### Text for analysis

So far, only one home in the world is close to meeting the Challenge, set by the International Living Future Institute in the Pacific Northwest. The Ann Arbor couple hopes the home they’re building on fifteen acres in Lodi Township will be the second.

“Burh Becc at Beacon Springs” is also aiming for LEED Platinum certification, but the Challenge’s requirements are tougher: its twenty imperatives include on-site generation equivalent to the home’s annual energy use; a natural, closed-loop water supply; and using non-toxic, locally sourced building materials.

“The idea behind LBC,” architect Michael Klement explains, “is not simply to reduce the harm that building does to the environment. Rather, it’s to make nature better.” The home will share the property with a thirteen-acre farm planted in native species that will be raised without chemical fertilizers, pesticides, or irrigation.

Beacon Springs owners Tom and Marti Burbeck appear, at first, to be unlikely candidates for this kind of enterprise. Tom, sixty-three, is part-owner of Advantage Computing Systems, which provides software to publishers worldwide. Marti, a former teacher, handles communications for Westminster Presbyterian Church. The couple’s first thought was to retire to North Carolina.

Married thirty-five years, with two grown sons, they decided instead to stay closer to Ann Arbor and family. They discussed remodeling their Scio Township home with Klement, then decided to build on their recently acquired Lodi Township land. Klement planted the idea of a home and farm radically integrated into the land and the community.

“Tom was fertile soil,” says Klement, whose firm, Architectural Resource, will soon celebrate its twenty-fifth year in Ann Arbor. “Coming of age in the Sixties, changing his part of the world was in his DNA–he was looking for a way to do it. I introduced him to what I see as an intelligent way to build. The seeds were already there.”

Growing up in southern California, Tom was part of the surfer culture and once had hopes of founding a commune. He also had a “spiritual awakening” and began a lifelong study of Christian theology. (As a U-C Berkeley undergrad, he would sometimes conceal the Bible he was reading inside the covers of a magazine.) He got a degree in psychology, added an MSW at the University of Hawaii, and arrived in Ann Arbor as a PhD student in sociology.

Marti, a native of upstate New York, also came here for school, earning a bachelor’s and teaching certificate in physical education. They met through the Word of God, a local Christian community, and married in 1981. Marti taught briefly at Huron High and Clague Middle School, then became a full-time mom to their sons. For the last three years, she’s managed much of the behind-the-scenes planning for Beacon Springs. She and Tom have enlisted a team of eighteen consultants to do everything from vetting building materials (all the wood, for instance, will be from certified sustainable sources, or reused) to designing a system to capture and purify rainwater. They broke ground in May and hope to move in next spring.

######
### Extracted material

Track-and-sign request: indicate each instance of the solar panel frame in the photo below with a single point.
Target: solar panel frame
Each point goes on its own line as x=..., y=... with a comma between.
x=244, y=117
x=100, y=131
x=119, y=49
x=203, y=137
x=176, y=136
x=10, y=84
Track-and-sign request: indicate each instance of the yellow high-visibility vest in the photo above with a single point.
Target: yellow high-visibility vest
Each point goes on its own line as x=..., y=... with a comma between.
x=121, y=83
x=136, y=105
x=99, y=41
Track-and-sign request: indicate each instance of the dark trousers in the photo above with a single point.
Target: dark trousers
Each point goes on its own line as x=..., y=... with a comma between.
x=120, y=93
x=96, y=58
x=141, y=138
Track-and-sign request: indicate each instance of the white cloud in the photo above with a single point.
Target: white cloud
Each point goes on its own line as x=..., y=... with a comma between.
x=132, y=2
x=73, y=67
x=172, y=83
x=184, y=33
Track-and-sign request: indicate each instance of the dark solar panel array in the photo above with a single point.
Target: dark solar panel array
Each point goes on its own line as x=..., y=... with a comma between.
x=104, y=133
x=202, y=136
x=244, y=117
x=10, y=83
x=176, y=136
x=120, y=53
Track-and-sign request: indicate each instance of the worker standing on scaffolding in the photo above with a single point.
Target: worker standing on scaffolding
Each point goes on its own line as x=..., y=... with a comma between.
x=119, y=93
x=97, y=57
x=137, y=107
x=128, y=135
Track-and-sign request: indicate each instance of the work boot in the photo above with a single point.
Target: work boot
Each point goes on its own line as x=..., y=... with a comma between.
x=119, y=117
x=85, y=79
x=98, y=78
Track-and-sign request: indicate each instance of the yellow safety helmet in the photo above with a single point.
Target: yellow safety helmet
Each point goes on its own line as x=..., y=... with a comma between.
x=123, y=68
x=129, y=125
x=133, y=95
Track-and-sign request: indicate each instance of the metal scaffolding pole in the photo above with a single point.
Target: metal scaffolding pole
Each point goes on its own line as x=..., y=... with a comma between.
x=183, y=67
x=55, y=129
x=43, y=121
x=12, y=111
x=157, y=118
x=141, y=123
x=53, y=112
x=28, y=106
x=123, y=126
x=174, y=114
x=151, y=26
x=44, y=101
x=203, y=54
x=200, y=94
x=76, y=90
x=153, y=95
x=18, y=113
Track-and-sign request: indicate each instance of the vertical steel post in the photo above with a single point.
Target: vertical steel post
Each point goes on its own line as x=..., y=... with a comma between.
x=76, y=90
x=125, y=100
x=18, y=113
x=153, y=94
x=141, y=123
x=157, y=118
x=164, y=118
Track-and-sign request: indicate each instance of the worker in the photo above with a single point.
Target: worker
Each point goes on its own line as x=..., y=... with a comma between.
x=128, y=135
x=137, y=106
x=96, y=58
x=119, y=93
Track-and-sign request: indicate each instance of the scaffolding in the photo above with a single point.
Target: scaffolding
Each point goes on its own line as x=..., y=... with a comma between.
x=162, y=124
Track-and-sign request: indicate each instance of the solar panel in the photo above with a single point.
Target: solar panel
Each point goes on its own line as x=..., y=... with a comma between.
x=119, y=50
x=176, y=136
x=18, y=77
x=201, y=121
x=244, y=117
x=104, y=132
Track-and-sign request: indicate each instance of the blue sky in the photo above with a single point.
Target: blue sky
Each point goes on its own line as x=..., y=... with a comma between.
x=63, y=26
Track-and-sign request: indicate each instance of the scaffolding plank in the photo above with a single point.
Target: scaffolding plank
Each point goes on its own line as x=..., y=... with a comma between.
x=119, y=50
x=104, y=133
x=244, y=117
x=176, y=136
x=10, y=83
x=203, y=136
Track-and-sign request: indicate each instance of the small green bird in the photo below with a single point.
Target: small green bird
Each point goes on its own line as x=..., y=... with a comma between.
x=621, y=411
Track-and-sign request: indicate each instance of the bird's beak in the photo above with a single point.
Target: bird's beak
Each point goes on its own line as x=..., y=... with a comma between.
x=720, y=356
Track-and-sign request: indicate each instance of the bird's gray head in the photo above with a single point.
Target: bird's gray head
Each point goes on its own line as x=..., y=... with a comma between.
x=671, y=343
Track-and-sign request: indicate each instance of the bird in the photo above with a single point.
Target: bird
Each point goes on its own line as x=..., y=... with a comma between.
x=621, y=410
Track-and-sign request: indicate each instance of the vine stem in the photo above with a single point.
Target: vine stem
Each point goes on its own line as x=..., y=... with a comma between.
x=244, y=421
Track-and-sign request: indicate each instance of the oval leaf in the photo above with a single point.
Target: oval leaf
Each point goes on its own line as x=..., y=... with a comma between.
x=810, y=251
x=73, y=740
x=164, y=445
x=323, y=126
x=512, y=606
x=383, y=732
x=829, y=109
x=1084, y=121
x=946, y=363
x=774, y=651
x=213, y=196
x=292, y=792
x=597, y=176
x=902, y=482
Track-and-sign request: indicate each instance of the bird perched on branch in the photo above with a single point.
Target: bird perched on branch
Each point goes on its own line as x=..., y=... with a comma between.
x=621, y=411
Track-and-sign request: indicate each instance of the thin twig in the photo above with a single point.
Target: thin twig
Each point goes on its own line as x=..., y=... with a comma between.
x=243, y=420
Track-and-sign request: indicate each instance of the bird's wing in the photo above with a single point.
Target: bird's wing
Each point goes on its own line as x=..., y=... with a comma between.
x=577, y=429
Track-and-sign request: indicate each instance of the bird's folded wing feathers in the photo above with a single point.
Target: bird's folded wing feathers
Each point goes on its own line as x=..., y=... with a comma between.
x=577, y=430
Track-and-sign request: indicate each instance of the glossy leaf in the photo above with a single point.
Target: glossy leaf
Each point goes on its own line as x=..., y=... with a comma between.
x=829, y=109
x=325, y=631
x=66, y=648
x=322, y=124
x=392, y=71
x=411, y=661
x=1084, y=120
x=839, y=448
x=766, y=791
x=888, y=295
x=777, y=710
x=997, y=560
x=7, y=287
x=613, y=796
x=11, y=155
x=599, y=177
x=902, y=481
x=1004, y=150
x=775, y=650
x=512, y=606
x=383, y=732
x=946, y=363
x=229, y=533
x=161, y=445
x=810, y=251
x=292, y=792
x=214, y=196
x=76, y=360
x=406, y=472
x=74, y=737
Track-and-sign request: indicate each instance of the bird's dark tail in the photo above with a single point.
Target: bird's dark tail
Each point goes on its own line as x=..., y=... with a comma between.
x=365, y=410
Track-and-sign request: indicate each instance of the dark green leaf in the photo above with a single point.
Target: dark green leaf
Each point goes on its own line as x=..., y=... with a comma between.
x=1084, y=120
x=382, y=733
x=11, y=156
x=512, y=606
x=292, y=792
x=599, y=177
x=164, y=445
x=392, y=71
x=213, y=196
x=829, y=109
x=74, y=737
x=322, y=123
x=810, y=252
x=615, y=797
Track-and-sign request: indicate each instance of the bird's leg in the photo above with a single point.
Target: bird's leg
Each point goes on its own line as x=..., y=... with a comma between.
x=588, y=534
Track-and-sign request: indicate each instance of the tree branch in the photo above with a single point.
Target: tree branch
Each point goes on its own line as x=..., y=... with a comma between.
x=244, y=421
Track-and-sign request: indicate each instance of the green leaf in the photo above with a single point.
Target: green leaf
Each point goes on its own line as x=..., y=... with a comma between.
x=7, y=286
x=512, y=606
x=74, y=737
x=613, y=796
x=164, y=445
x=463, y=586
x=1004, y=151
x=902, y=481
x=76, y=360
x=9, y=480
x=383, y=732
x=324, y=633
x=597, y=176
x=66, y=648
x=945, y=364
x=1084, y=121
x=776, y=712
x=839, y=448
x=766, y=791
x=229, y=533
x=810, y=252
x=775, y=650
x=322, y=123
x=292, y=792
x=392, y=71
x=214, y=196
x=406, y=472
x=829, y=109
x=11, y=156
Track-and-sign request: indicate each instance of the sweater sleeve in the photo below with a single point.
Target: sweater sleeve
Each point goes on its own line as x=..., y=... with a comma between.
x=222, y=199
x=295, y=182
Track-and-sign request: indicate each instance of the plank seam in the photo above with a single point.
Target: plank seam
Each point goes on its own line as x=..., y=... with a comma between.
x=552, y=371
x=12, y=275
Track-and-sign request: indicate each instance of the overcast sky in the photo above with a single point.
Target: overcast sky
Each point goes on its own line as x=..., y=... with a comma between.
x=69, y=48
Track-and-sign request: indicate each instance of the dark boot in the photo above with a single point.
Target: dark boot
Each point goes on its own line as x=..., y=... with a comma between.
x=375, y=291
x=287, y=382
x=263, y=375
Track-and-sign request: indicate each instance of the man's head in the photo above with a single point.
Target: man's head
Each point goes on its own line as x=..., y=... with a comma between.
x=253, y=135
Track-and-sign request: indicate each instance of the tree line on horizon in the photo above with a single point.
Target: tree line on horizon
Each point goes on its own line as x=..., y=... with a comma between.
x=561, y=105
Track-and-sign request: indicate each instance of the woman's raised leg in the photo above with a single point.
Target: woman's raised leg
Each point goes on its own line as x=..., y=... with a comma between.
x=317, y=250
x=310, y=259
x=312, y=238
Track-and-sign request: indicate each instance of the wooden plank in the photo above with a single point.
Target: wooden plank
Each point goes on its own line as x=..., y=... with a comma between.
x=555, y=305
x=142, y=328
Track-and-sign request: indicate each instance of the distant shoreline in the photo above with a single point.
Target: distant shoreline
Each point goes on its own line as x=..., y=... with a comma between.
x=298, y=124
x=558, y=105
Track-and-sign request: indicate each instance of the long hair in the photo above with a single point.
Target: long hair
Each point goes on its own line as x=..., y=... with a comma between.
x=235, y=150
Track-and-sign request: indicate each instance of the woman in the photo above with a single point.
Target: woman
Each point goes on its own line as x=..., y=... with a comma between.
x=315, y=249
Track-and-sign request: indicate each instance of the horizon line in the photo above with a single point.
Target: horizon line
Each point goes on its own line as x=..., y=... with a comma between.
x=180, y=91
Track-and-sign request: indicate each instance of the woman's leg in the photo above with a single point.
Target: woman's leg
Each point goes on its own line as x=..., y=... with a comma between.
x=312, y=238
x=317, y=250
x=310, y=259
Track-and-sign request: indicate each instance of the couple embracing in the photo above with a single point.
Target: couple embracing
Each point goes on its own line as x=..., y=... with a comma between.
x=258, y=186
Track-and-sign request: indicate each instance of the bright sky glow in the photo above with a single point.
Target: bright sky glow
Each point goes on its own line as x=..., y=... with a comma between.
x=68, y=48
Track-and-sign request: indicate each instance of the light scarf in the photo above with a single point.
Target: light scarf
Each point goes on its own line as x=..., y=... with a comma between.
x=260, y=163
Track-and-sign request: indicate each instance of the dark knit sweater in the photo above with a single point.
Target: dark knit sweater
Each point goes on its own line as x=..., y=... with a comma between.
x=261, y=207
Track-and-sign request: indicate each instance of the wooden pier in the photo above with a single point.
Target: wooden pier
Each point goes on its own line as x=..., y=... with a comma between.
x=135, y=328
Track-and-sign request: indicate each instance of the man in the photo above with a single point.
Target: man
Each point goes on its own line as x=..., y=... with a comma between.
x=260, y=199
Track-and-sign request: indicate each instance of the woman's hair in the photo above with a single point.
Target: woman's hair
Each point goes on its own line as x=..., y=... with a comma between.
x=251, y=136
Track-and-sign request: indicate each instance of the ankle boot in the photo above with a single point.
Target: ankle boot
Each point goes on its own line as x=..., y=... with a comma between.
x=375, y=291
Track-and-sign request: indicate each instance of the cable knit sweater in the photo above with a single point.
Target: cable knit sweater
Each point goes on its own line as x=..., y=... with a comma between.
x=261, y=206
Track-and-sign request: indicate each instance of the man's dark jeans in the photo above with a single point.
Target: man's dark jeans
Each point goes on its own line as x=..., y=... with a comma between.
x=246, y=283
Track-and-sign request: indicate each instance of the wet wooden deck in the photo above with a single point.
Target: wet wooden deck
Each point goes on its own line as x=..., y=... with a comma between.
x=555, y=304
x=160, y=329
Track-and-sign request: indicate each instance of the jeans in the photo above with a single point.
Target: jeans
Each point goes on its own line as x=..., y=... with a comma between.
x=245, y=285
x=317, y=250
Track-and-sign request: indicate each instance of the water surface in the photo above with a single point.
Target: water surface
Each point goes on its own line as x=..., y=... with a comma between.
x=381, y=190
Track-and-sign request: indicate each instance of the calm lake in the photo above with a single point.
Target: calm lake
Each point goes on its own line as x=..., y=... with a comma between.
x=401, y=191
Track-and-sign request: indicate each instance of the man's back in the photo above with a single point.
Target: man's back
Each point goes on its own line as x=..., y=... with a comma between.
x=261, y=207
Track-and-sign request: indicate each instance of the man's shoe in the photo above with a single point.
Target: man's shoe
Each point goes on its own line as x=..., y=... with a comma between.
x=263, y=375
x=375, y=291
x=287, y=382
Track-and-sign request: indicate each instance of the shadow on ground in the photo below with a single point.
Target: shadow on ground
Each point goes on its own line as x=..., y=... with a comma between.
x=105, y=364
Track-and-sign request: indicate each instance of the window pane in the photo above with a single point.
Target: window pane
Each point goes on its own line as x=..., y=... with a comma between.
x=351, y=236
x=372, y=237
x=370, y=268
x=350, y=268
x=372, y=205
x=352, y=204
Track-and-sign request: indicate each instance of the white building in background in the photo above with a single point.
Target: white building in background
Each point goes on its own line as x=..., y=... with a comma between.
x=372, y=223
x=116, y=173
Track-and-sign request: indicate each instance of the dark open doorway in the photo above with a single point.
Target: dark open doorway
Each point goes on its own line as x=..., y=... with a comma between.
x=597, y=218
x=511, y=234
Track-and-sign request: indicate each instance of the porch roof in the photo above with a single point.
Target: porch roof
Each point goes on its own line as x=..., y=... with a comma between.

######

**Tasks to perform:**
- A) Return the passage of the Beacon Springs article that begins at the words "Married thirty-five years, with" and ends after the words "and the community.", copied word for word.
- B) According to the Beacon Springs article, how did Tom and Marti Burbeck meet?
- C) Extend the Beacon Springs article with a few more paragraphs that pick up after its final sentence.

**Outputs by task:**
- A)
Married thirty-five years, with two grown sons, they decided instead to stay closer to Ann Arbor and family. They discussed remodeling their Scio Township home with Klement, then decided to build on their recently acquired Lodi Township land. Klement planted the idea of a home and farm radically integrated into the land and the community.

- B) They met through the Word of God, a local Christian community.

- C)
Klement dates his own commitment to green building and sustainability back to a conversation with his uncle about how he and his wife were drawing all of the nutrients that they needed from their organic farm and were in turn returning their nutrient “waste” to the garden. This “lit a fire” that’s burned ever since. At times he struggles with his emotions when describing the harm we are doing to our natural environment. “The simple reality is that we have finite resources. We have to make these changes if we have any sense of legacy–for our grandchildren and beyond.”

The Burbecks’ consultants include permaculture farmer Mark Shepard, who grows chestnuts, hazelnuts, pine nuts, apples, asparagus, and other perennial fruits and nuts on his Wisconsin farm and raises cattle, pigs, chickens, and turkeys. The Burbecks, too, plan to farm native species with permaculture methods, restoring soil worn out from a century of monoculture farming. The Burbecks plan to do the work themselves, with help from groups that share their goal of farming for the benefit of those with limited access to fresh food and others who want to eat locally grown vegetables, fruits, nuts, and honey.

“Tom and Marti see our planet and our lives on it as God’s greatest gifts to all of us,” Klement says. “Building sustainably and living sustainably are simply natural responses of appreciation.” Architectural Resource will host tours of the project on November 21 and 22; see beaconsprings.org for details.